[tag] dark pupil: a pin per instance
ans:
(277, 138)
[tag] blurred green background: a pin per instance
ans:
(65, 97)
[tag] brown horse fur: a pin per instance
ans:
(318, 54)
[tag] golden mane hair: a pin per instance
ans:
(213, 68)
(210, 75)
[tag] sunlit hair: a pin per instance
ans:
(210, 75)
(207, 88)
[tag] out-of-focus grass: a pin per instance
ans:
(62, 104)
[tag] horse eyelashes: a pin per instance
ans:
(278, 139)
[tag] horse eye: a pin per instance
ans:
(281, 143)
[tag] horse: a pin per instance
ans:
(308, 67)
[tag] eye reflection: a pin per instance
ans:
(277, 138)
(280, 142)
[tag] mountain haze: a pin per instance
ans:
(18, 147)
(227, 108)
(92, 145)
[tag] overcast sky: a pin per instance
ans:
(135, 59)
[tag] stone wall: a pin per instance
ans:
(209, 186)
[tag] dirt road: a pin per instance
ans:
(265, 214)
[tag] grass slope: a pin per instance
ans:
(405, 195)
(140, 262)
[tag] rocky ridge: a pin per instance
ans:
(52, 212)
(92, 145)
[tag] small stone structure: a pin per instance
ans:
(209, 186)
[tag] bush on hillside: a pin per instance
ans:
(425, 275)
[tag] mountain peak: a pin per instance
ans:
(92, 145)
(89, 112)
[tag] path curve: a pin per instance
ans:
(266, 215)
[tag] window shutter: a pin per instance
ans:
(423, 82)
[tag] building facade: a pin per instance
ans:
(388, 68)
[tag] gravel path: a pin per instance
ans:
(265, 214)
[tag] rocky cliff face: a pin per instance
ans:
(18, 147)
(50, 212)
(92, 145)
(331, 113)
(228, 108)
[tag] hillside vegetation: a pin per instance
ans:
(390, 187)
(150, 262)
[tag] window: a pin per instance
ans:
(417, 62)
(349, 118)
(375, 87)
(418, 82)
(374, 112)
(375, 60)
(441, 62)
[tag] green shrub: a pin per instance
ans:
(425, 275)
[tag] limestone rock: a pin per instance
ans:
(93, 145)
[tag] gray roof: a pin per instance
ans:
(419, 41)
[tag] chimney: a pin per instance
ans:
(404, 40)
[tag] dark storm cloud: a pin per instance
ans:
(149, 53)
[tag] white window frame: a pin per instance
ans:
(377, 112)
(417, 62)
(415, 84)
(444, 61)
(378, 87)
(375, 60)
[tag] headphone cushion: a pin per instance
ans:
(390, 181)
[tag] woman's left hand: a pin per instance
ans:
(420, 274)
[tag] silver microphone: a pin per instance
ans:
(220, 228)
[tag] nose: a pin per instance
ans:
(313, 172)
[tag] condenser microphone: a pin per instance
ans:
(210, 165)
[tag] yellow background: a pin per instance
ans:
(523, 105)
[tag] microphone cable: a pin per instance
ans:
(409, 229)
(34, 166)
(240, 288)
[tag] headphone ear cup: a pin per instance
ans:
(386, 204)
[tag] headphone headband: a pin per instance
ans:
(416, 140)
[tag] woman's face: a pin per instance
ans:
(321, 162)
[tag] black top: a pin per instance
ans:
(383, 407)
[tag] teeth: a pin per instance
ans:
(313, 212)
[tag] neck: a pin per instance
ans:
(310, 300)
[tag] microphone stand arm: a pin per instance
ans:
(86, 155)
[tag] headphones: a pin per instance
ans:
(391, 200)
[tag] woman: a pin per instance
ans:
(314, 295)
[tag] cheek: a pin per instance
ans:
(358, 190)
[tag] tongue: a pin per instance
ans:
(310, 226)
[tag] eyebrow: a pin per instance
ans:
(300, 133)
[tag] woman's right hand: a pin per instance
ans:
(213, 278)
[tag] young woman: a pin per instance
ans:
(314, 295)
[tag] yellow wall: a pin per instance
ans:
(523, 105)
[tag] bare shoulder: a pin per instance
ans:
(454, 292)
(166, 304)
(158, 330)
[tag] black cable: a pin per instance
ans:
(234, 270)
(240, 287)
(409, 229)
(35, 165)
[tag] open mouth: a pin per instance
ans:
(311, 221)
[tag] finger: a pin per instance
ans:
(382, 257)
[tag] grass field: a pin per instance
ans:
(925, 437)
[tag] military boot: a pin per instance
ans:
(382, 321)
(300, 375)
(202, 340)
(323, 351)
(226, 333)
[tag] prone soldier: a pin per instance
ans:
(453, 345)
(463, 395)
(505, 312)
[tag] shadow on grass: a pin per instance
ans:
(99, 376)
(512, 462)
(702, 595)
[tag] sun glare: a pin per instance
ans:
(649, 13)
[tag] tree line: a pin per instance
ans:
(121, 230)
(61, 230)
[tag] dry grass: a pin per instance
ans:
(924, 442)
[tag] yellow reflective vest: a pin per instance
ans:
# # #
TASK PROMPT: Going through the entries above, show each line that contains "woman".

FINISHED EXERCISE:
[tag] woman's left hand: a pin per instance
[tag] woman's face: a pin per instance
[tag] woman: a pin per instance
[tag] woman's right hand: a pin per instance
[tag] young woman: a pin per instance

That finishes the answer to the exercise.